Coordinate annotation entries
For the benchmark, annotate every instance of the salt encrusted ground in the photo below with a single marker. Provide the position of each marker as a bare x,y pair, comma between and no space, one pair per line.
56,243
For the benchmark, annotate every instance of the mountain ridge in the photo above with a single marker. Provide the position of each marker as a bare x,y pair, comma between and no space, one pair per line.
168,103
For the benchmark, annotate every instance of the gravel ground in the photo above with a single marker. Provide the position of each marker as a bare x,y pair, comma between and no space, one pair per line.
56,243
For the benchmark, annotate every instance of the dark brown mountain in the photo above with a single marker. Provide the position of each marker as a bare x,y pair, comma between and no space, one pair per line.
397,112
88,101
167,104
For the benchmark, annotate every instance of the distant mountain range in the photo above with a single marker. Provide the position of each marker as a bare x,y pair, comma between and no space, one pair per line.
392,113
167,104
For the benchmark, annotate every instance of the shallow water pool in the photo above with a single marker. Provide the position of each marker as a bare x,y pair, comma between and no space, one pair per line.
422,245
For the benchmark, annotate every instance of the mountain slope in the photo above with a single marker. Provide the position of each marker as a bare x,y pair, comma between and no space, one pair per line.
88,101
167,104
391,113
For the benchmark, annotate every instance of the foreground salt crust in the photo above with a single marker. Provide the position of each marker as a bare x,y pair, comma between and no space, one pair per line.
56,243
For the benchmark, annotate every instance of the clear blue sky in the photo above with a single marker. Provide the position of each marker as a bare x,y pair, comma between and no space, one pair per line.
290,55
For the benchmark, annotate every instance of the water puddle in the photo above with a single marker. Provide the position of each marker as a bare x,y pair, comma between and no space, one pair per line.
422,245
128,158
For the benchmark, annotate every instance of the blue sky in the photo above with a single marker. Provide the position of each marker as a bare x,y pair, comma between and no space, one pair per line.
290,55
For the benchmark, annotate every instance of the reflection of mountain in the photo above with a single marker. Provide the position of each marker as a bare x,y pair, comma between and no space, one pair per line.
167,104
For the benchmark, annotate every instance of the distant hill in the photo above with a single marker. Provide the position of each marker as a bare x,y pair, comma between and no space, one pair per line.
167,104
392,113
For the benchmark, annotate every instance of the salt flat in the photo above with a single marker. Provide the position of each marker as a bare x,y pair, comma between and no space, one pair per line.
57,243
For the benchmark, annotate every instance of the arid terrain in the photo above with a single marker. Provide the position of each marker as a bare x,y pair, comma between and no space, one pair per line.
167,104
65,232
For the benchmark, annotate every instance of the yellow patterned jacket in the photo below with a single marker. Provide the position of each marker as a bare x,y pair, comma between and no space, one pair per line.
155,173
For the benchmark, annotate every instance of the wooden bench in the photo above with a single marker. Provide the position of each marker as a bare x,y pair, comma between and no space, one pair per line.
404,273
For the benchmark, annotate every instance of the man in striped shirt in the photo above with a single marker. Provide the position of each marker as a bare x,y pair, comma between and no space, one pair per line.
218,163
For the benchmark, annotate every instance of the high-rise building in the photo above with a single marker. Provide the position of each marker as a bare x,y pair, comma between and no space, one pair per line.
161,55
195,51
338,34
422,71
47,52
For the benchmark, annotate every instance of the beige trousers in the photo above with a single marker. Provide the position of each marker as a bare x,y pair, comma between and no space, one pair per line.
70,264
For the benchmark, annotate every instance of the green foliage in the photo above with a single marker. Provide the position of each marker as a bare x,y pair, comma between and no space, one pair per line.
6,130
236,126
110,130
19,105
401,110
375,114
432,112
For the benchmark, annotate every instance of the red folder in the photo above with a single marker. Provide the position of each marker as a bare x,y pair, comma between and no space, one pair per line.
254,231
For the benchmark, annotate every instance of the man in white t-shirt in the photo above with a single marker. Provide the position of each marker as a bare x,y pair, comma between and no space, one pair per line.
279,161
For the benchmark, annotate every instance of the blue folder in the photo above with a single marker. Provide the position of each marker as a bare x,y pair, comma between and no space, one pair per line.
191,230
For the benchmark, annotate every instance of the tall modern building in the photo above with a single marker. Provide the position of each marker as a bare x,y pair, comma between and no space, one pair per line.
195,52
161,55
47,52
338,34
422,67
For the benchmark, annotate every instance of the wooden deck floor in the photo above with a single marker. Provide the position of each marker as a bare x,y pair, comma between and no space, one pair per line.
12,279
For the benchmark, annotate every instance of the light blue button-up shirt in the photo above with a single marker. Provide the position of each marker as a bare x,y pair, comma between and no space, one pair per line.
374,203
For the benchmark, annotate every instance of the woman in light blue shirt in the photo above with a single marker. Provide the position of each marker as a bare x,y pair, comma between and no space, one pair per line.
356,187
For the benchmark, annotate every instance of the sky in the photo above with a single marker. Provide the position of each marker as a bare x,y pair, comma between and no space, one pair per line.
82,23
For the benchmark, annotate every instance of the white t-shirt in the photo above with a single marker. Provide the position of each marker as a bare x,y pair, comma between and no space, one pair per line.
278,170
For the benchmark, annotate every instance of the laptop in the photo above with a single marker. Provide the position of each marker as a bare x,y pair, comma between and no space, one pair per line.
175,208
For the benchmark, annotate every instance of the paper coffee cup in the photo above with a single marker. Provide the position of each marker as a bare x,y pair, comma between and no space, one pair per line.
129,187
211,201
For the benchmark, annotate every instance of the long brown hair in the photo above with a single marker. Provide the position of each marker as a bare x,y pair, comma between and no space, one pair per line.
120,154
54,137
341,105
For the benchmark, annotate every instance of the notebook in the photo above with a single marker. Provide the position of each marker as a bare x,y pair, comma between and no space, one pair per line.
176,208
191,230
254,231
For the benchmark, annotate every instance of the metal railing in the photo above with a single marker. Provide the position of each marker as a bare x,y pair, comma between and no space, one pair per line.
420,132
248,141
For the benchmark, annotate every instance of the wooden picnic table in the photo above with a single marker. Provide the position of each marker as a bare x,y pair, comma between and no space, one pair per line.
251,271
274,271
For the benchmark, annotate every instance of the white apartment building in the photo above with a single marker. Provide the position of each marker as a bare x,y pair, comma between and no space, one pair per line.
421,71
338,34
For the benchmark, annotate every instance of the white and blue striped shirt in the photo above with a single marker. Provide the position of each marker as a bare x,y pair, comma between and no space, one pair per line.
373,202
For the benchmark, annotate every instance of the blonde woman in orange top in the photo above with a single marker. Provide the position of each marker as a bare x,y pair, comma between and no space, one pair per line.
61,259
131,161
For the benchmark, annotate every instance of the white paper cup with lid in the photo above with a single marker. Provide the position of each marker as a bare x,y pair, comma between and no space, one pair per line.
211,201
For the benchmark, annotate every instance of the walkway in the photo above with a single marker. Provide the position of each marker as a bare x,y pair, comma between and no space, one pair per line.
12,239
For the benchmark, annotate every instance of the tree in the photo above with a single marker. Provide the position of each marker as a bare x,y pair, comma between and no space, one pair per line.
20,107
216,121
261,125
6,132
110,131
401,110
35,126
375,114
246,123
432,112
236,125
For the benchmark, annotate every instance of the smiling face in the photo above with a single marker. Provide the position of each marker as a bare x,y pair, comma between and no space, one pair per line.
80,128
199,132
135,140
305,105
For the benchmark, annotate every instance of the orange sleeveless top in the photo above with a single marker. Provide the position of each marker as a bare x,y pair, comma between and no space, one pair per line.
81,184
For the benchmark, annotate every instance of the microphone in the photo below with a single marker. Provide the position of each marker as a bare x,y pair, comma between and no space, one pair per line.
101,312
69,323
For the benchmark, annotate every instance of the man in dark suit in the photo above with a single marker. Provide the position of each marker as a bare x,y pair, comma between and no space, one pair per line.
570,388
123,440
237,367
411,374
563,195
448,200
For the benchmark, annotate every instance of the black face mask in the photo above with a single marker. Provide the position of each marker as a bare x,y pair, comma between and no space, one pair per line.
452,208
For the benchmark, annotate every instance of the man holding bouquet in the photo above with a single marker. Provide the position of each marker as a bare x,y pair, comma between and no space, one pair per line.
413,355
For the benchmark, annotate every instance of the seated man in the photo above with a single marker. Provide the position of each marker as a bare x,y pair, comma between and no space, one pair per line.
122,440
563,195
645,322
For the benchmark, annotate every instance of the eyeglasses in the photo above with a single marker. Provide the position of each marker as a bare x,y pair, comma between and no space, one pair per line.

▸ **Exercise**
Starting at the line that contains "For the benchmark, annotate every instance of the seated" and running through the last line of the rows, inclusive, output those lines as a numbered list, omitting any blank lines.

▸ **Answer for this exercise**
1. For the benchmark, annotate every instance of the seated man in the photo above with a single marker. Provide the position of each marker as a bare x,y pair, comma between and no space, one pair per line.
2. 122,440
3. 563,195
4. 645,322
5. For the benchmark, annotate every instance of the eyeglasses in the photo above with a single marker. Provide the position of each marker as a bare x,y pair, comma between and no space, one pair per line.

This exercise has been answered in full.